**CONSIGNE 1**
Reproduisez à l'identique chaque ligne de la liste d'annotations de régions, du début à la fin.

╭─ EXTRAIT À LIRE

Par ailleurs, il a été documenté que la pauvreté et la rareté des ressources de première nécessité, comme la nourriture, l’eau, l’habitation, dues à la dégradation environnementale, ont le potentiel d’augmenter les conflits sociaux non seulement sur le plan des sous-groupes de population, mais aussi sur le plan national et interétatique (Agnew, 2012). Ces conflits risquent de s’intensifier dans les pays pauvres où il est difficile ou même impossible de s’adapter aux changements environnementaux alors qu’une importante partie de la population active n’a aucun emploi. De plus, Mares (2010) décrit le lien de cause à effet entre la dégradation des terres cultivables et le déplacement forcé de certaines populations africaines qui, en plus, sont victimes du trafic d’êtres humains (Jasparro & Taylor, 2008).

╰─

**CONSIGNE 2**
Poursuivez l'extrait sur la dégradation environnementale et les conflits sociaux, en reprenant après sa dernière phrase.

╭─ DONNÉES DE L'EXERCICE

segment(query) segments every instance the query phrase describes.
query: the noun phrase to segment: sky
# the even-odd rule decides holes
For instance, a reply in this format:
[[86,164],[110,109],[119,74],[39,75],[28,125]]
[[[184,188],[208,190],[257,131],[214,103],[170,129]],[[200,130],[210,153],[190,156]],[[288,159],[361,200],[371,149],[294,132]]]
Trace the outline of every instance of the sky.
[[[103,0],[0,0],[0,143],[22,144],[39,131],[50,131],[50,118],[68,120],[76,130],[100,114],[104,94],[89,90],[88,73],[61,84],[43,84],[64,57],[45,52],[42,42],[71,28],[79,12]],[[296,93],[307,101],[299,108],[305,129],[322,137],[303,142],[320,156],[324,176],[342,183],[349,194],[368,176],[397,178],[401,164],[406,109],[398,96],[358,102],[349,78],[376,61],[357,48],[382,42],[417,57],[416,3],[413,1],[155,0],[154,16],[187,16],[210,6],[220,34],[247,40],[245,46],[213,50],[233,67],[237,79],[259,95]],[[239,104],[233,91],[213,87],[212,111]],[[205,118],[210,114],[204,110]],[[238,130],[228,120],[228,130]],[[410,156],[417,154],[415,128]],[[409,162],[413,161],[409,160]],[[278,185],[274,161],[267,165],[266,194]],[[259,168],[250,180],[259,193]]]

╰─

**RÉPONSE 1**
segment(query) segments every instance the query phrase describes.
query: the noun phrase to segment: sky
# the even-odd rule decides holes
For instance, a reply in this format:
[[86,164],[110,109],[119,74],[39,75],[28,125]]
[[[184,188],[208,190],[257,131],[214,103],[170,129]],[[200,130],[210,153],[190,156]],[[288,159],[361,200],[371,149],[294,132]]]
Trace the outline of every instance of the sky.
[[[103,0],[0,0],[0,143],[22,144],[39,131],[50,131],[50,118],[68,120],[76,130],[100,114],[104,94],[89,90],[88,73],[61,84],[43,84],[64,57],[45,52],[42,42],[71,28],[79,12]],[[296,93],[307,101],[299,108],[305,129],[322,137],[303,142],[320,156],[324,176],[342,183],[349,194],[368,176],[397,178],[401,164],[406,109],[398,96],[358,102],[349,78],[376,61],[357,48],[382,42],[417,57],[416,3],[413,1],[155,0],[154,16],[187,16],[210,6],[220,34],[247,40],[245,46],[213,50],[233,67],[237,79],[259,95]],[[239,104],[233,91],[213,87],[212,111]],[[205,118],[210,114],[204,110]],[[238,130],[228,120],[228,130]],[[410,156],[417,154],[415,128]],[[409,162],[413,161],[409,160]],[[278,185],[274,161],[267,165],[266,194]],[[259,168],[250,180],[259,193]]]

**RÉPONSE 2**
En dehors de ces conséquences essentiellement basées sur la santé et la sécurité humaines, la CET cause d’autres conséquences en termes de gouvernance et de sécurité. La CET peut par exemple engendrer diverses formes de criminalité économique comme la corruption, le blanchiment d’argent, l’évasion fiscale, le trafic d’êtres humains, le vol d’identité ou d’informations personnelles, le vandalisme, la fraude des documents administratifs, etc. À titre d’exemple, le Guide Interpol sur la criminalité liée au commerce des émissions de carbone dans ce domaine révèle que les criminels se livrent à l’escroquerie, aux délits d’initiés, aux détournements ainsi qu’au blanchiment de fonds, et aux infractions relevant de la cybercriminalité (Interpol, 2013).

En définitive, la CET affaiblit la gouvernance démocratique des États et compromet ainsi la primauté du droit en encourageant les fonctionnaires publics à violer la loi au détriment de l’intérêt général. Là où la corruption est très répandue, les États se retrouvent facilement en position opposée à leur rôle traditionnel de pourvoyeur et garant du bien-être social pour se transformer en complices des organisations criminelles au service des intérêts privés (Elliot, 2012). En échappant à tout contrôle et en évitant les impôts et taxes, la CET prive par ailleurs les États d’importantes ressources financières qui devraient servir à l’amélioration des conditions sociales des gouvernés (OCDE, 2012).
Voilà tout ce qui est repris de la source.